• _Text excerpt_
Statute of Marlborough
- Parliament of England
- Long title: Provisiones factae apud Marlebergem, praesente Domino Rege Henrico & Ricardo Rege Alemanorum, & Domino Edwardo filio ejusdem Henrico Rege Primogenuit, & Domino Octobono tunc legato in Anglia.
- Citation: 52 Hen. 3.
- Introduced by: Barons of the Peerage of England
- Territorial extent: England and Wales

Dates
- Royal assent: 18 November 1267
- Commencement: 18 November 1267
- Repealed: Various, see text

Other legislation
- Amended by: Various, see text
- Repealed by: Various, see text
- Relates to: Magna Carta; Charter of the Forest;

Status: Amended

Text of statute as originally enacted

Revised text of statute as amended

= Statute of Marlborough =

English statute of 1267

The Statute of Marlborough (52 Hen. 3.) is a set of laws passed by the Parliament of England during the reign of Henry III in 1267. The laws comprised 29 chapters, of which four are still in force. Those four chapters constitute the oldest piece of statute law in the United Kingdom still in force as of 2026.

(Dataset rows on where objects appear)
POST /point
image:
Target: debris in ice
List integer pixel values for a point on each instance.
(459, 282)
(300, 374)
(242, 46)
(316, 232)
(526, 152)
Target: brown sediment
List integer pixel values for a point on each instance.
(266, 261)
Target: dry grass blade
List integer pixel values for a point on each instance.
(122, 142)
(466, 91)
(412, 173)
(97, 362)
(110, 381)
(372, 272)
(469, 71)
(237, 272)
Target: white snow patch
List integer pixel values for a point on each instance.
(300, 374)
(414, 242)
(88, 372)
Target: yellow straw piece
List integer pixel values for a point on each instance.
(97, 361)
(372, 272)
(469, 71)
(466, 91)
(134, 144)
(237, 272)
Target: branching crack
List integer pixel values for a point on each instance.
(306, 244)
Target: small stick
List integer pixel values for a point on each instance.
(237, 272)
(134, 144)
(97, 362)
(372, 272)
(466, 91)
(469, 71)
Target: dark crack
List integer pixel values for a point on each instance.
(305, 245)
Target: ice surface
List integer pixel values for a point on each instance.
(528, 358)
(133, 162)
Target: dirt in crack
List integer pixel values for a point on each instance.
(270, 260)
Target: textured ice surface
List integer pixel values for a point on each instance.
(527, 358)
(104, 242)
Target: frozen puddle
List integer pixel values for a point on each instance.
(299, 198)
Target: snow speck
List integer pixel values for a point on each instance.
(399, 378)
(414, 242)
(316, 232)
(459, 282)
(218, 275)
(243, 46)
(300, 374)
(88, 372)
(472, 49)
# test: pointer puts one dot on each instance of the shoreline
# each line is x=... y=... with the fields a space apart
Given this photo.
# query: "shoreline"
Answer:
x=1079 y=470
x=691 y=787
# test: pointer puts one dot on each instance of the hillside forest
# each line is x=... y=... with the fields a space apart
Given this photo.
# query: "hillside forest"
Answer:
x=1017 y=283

• _To be done_
1 > Using the Statute of Marlborough text, answer the following:
(a) On what date did the statute receive royal assent?
(b) What territorial extent does the statute have?
(c) How many of its chapters are still in force?
2 > Extend the Statute of Marlborough article, picking up after its final sentence.

• _Answers to each task_
1 >
(a) 18 November 1267
(b) England and Wales
(c) Four

2 >
==Nomenclature and dating==
The statute is so named as it was passed at Marlborough in Wiltshire, where a Parliament was being held. The preamble dates it as "the two and fiftieth year of the reign of King Henry, son of King John, in the utas of Saint Martin", which would give a date of 18 November 1267; "utas" is an archaic term to denote the eighth day (in inclusive counting, so seventh day in normal English usage) after an event, in this case the feast day of Saint Martin.

The full title of the act passed that day was Provisiones fact[a]e ap[u]d Marleberg[em], p[rae]sent[e] D[omi]no Rege H[enrico] & R[icardo] Rege Ale[manoru]m, & D[omi]no Edwardo fil[io] ejusde[m] H[enrico] R[ege] Primogen[u]it, & D[omi]no Octobono tunc legato in Angli[a]} in Latin, yielding an English Provisions made at Marlborough in the Presence of our lord King Henry, and Richard King of the Romans, and the Lord Edward eldest son of the said King Henry, and the Lord Ottobon, at that Time Legate in England.

==Background==
The preamble claimed that its purpose was peace, justice and the removal of dissent from the realm; and by taking up and reintroducing many of the previously repudiated Provisions of Oxford, went far to meet the demands of the baronial opposition.

==Extant chapters==
The four extant chapters of the statute are now cited as two acts: the Distress Act 1267 and the Waste Act 1267.

===1, 4, and 15 (Distress Act 1267)===
Chapters 1, 4, and 15, which seek to govern the recovery of damages ("distresses") and make it illegal to obtain such distresses outside the legal system, are collectively referred to as the Distress Act 1267.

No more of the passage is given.